● **EXERCISE DIRECTIONS**
Write out everything from the start of the entries down to the line containing "[[266, 64]]", substituting "Target" for each "Query" and leaving all else unchanged.

Part of a data file
--- BEGIN ---
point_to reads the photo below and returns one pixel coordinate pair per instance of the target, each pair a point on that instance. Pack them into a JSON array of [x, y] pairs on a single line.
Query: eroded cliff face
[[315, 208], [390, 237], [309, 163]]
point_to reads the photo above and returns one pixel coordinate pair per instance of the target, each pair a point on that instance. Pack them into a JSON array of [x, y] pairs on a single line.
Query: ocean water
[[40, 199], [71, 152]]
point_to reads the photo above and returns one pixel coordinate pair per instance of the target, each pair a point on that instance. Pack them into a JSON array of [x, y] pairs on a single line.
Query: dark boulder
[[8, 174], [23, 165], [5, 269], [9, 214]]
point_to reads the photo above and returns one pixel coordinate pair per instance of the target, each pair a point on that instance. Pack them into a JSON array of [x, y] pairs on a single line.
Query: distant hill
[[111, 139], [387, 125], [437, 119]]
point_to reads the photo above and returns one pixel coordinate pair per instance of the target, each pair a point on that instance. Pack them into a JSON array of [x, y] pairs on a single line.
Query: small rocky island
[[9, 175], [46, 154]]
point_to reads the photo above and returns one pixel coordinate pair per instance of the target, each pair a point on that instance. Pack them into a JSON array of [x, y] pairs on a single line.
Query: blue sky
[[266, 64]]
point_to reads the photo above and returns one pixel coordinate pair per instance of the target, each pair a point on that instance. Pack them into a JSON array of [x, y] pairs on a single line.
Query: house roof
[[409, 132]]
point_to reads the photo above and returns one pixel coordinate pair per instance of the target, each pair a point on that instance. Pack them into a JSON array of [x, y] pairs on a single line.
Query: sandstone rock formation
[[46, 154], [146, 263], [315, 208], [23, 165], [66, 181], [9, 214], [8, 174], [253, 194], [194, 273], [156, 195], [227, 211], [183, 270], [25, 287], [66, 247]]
--- END ---
● **FINISHED TASK**
point_to reads the photo below and returns one pixel coordinate pair per instance of the target, each pair a point on that instance. Pack them into a JSON array of [x, y] pairs on a single line.
Target: eroded cliff face
[[315, 208], [390, 237], [309, 163]]
point_to reads the photo above and returns one pixel coordinate pair per instance of the target, each pair a point on that instance. Pack them into a JSON array of [x, y] pairs on a single line.
Target: ocean water
[[40, 199], [71, 152]]
point_to reads the photo above and returns one pixel coordinate pair per instance of the target, each pair a point on that instance. Pack them into a JSON array of [x, y] pairs on a single line.
Target: dark boulder
[[8, 174], [23, 165], [5, 269], [9, 214]]
point_to reads the photo above and returns one pixel coordinate pair per instance of the target, each pair a point on that instance. Pack them into a JSON array of [x, y] pairs on a single line.
Target: distant hill
[[111, 139], [387, 125], [437, 119]]
point_to reads the photo above and returns one pixel coordinate pair per instance of the target, each pair a point on that instance. Pack them into a JSON array of [x, y] pairs on a single line.
Target: small rocky island
[[9, 175], [46, 154]]
point_to reads the photo above and returns one pixel coordinate pair per instance of the target, each pair a point on that instance. Pack them into a JSON array of [x, y] pairs on a single line.
Target: blue sky
[[266, 64]]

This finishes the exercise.